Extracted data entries
━━━━━━
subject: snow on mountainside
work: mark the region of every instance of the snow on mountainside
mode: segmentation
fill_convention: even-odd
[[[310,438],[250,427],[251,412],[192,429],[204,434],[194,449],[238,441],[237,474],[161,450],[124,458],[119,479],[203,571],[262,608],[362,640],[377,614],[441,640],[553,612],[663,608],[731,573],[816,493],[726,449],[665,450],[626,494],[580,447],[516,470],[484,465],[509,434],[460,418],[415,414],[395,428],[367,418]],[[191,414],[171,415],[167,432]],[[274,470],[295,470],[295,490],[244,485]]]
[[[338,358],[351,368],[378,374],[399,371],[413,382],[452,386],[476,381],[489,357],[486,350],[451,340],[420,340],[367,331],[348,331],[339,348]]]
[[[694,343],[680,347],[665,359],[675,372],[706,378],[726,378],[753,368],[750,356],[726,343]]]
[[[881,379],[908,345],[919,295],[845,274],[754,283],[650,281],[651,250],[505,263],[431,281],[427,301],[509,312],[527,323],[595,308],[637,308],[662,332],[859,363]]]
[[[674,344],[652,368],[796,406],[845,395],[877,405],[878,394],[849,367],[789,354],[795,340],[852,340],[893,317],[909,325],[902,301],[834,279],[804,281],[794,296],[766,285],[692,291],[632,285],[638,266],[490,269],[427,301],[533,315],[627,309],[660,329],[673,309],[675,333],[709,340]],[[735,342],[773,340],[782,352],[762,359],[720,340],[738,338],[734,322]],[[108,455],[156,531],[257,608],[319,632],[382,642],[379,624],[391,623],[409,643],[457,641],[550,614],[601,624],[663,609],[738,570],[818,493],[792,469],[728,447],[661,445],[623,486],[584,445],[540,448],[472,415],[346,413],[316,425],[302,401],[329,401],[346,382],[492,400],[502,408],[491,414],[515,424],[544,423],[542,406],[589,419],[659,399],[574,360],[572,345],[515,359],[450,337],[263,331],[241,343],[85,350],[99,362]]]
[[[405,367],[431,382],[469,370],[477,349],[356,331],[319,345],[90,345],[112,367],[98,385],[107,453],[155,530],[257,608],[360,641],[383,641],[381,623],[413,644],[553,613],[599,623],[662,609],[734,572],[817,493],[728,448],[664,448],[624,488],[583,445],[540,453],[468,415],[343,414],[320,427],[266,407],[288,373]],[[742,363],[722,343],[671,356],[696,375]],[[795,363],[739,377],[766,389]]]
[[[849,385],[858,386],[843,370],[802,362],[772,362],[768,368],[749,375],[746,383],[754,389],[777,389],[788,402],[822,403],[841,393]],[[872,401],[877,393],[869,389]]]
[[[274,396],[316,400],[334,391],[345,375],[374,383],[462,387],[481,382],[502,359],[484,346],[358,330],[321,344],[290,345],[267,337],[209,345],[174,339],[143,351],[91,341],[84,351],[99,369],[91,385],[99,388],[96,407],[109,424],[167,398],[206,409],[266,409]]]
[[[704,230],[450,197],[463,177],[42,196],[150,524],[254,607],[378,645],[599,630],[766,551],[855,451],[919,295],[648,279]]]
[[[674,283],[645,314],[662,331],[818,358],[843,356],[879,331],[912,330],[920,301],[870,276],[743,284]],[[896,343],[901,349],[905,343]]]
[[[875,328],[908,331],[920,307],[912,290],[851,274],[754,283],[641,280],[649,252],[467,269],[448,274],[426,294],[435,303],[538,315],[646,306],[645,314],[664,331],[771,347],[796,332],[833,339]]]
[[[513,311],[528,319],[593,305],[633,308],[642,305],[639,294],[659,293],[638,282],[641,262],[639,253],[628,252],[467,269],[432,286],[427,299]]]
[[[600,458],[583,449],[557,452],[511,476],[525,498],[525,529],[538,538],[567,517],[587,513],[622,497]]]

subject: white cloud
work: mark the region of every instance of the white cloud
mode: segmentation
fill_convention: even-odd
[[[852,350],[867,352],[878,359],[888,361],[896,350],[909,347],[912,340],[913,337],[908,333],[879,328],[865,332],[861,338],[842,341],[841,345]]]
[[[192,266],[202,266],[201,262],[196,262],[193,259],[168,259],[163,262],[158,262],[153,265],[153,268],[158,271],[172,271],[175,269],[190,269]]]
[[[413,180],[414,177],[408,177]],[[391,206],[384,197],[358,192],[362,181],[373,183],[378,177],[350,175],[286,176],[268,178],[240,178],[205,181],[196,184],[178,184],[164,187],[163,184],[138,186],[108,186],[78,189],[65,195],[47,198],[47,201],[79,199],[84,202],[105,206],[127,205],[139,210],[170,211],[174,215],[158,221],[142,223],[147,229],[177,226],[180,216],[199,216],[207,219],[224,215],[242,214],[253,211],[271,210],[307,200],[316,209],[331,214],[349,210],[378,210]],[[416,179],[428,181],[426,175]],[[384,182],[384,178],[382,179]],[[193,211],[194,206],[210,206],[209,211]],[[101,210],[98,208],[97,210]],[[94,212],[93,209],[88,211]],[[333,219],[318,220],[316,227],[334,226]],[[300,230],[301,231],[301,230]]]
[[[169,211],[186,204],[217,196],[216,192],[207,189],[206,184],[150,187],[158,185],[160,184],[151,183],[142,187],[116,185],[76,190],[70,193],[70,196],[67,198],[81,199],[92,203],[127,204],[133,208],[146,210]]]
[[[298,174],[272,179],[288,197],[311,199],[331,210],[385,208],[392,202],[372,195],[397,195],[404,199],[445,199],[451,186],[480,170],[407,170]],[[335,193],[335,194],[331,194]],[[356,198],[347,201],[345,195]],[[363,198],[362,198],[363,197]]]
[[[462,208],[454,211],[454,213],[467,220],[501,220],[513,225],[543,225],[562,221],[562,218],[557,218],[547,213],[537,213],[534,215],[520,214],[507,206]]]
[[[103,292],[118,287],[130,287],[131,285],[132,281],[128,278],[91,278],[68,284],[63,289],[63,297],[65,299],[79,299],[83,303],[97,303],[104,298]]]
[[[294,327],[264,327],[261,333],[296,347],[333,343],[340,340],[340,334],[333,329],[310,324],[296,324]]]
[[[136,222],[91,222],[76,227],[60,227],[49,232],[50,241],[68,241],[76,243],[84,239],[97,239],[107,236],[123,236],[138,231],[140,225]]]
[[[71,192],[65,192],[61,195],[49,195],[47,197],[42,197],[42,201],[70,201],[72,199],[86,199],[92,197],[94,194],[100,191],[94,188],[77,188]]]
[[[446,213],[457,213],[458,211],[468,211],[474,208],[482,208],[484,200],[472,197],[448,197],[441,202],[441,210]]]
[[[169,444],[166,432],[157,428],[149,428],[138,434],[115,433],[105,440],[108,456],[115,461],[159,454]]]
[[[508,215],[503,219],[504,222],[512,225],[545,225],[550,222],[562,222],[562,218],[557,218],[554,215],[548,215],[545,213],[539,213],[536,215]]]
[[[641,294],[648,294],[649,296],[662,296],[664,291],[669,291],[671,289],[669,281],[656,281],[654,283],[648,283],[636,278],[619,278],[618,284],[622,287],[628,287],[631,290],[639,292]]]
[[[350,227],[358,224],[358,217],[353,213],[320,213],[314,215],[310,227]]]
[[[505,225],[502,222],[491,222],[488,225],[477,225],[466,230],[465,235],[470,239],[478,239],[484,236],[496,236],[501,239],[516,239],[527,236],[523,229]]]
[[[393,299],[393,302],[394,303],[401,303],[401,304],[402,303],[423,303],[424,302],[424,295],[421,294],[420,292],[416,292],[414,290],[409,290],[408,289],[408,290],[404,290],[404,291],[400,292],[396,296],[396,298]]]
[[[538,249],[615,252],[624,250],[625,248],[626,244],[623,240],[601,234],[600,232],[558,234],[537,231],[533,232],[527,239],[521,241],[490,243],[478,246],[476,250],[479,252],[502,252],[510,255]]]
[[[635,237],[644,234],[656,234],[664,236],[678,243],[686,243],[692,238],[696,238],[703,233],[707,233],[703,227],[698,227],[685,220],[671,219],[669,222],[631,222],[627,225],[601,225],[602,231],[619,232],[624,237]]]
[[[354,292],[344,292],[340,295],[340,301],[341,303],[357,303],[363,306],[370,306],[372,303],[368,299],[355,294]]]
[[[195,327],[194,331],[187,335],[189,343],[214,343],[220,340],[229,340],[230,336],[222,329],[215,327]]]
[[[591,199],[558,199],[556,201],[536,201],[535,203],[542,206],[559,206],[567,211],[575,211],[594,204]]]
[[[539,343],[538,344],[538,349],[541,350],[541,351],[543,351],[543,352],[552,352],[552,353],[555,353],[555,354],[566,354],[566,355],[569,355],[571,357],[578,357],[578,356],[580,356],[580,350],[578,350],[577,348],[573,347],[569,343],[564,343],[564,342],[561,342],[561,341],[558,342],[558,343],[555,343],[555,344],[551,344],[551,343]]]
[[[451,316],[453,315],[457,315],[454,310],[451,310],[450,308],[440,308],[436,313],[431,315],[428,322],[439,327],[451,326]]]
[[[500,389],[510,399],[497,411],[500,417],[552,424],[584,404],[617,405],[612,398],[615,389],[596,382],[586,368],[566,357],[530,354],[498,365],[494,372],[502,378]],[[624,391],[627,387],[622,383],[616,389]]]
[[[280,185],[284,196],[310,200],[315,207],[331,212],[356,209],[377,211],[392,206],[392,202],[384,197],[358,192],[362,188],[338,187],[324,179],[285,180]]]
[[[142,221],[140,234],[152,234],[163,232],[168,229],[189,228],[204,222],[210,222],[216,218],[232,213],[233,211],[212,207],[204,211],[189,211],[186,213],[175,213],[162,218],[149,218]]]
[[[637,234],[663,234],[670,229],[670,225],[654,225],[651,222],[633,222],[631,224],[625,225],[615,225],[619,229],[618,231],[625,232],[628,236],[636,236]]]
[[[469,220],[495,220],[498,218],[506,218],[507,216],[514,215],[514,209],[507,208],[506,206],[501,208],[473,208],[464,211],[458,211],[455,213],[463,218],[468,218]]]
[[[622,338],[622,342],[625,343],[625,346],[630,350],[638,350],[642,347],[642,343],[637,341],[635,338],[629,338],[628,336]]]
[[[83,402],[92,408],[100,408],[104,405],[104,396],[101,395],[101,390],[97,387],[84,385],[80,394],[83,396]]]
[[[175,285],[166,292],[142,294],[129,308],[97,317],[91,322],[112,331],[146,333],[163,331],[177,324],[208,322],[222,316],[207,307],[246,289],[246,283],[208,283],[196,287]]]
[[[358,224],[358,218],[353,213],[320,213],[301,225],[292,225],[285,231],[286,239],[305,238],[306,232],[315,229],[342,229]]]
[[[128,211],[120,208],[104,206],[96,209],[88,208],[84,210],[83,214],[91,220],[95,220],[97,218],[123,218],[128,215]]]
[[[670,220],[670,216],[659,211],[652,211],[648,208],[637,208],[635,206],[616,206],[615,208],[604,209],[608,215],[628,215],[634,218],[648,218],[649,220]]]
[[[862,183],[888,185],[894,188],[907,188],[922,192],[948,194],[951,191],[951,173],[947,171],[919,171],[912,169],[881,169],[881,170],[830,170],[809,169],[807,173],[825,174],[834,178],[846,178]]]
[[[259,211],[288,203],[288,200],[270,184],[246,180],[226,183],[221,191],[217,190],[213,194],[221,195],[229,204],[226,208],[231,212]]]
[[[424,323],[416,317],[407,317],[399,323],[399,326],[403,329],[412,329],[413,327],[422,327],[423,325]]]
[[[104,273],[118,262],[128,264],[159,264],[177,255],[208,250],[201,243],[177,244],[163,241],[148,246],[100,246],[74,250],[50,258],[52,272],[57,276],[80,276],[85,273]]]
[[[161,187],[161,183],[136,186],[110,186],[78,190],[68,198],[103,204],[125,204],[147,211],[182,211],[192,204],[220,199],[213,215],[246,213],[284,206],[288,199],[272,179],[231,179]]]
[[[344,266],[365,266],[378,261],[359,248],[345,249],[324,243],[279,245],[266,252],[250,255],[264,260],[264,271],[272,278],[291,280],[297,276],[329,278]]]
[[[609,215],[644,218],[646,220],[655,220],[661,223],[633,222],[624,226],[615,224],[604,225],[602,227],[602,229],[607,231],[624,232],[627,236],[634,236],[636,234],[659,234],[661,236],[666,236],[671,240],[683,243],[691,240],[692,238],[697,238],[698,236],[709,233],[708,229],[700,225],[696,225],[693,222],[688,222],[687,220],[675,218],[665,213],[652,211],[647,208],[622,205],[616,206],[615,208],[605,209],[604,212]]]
━━━━━━
Find the word "cloud" in the entries, then copy out every line that has it.

*RESULT*.
subject: white cloud
work: mark the region of every instance of the white cloud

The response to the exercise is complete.